[Data items]
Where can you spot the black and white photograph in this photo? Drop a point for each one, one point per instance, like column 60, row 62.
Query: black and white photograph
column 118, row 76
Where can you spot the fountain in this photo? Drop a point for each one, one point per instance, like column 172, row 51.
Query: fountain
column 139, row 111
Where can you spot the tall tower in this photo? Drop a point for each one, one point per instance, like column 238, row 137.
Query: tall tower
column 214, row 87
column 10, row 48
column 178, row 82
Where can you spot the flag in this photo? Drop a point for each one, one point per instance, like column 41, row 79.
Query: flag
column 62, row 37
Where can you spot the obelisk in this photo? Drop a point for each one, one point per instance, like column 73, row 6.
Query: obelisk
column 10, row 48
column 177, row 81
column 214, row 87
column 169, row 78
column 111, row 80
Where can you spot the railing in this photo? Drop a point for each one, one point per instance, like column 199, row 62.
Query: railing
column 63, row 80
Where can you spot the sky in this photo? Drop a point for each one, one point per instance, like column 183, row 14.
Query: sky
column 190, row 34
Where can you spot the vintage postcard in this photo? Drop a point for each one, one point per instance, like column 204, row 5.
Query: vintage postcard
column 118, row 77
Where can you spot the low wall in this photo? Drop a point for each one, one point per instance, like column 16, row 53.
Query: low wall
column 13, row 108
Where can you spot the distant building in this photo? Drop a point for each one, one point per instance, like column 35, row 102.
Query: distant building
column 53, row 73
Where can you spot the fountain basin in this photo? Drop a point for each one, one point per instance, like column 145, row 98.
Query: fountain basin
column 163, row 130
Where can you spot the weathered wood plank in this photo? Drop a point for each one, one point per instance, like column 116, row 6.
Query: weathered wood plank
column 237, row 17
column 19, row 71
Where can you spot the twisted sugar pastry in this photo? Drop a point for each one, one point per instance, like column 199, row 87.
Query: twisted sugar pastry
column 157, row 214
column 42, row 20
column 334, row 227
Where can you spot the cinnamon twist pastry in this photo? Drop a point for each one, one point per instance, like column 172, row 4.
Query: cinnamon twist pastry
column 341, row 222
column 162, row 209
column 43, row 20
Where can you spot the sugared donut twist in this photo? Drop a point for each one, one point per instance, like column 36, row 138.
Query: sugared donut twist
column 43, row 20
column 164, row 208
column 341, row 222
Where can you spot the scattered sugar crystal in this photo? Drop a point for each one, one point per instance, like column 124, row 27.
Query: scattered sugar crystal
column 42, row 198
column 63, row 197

DIRECTIONS FOR THIS TASK:
Update every one of the rows above so that "Drop a point" becomes "Mark a point", leaving all other text unchanged.

RESULT OF THIS TASK:
Where can you spot the black and white photograph in this photo? Mark a point for each one, one point per instance, like column 60, row 62.
Query: black and white photograph
column 118, row 76
Where can you spot the fountain in this photo? Mark a point for each one, one point per instance, like column 172, row 51.
Query: fountain
column 139, row 111
Where can you spot the tall tower in this photo? Mark a point for each one, one point per instance, like column 238, row 137.
Query: tall tower
column 214, row 87
column 10, row 48
column 178, row 82
Where can you spot the flag in this photo? Mark a point for each one, one point per instance, like column 41, row 79.
Query: flag
column 62, row 37
Where can you spot the obelisk in this photo? Mark a point for each one, one point per instance, like column 73, row 6.
Query: obelisk
column 10, row 48
column 177, row 81
column 214, row 87
column 169, row 78
column 111, row 80
Where can you spot the railing in this photo? Mark a point for each one, one point per instance, like column 199, row 62.
Query: railing
column 63, row 80
Where can you spot the sky in this photo? Mark a point for each one, one point per instance, like column 183, row 14.
Query: sky
column 190, row 34
Where can you spot the vintage postcard in this photo? Mark a point for each one, one point per instance, like column 204, row 5.
Query: vintage postcard
column 118, row 77
Where can you spot the low wall in this photo? Mark a point for each one, one point per instance, like column 16, row 53.
Query: low wall
column 13, row 108
Where can you spot the distant building in this photo? Mark a point for each one, one point per instance, like column 35, row 102.
Query: distant building
column 53, row 73
Where can you spot the fountain basin in this photo? Mark a point for each one, one point per instance, like column 145, row 98.
Query: fountain basin
column 163, row 130
Where can you spot the weathered wood plank in this photo? Mark a point for each one, one point per instance, like column 116, row 6.
Query: weathered wood plank
column 237, row 17
column 19, row 71
Where can you spot the twisted sugar pastry in this photo? Mark a point for each one, one point per instance, like column 199, row 87.
Query: twisted sugar pastry
column 157, row 214
column 42, row 20
column 334, row 227
Where can you spot the cinnamon twist pastry in this photo? Mark a point for each one, one point per instance, like column 172, row 4.
Query: cinnamon twist pastry
column 341, row 222
column 162, row 209
column 43, row 20
Where can you spot the sugared donut twist in this photo? Mark a point for each one, one point per instance, like column 36, row 138.
Query: sugared donut twist
column 43, row 20
column 164, row 208
column 341, row 222
Where can you spot the scattered sugar crystal in this photo? Mark a point for each one, one point per instance, like column 124, row 27.
Query: scattered sugar crystal
column 42, row 198
column 63, row 197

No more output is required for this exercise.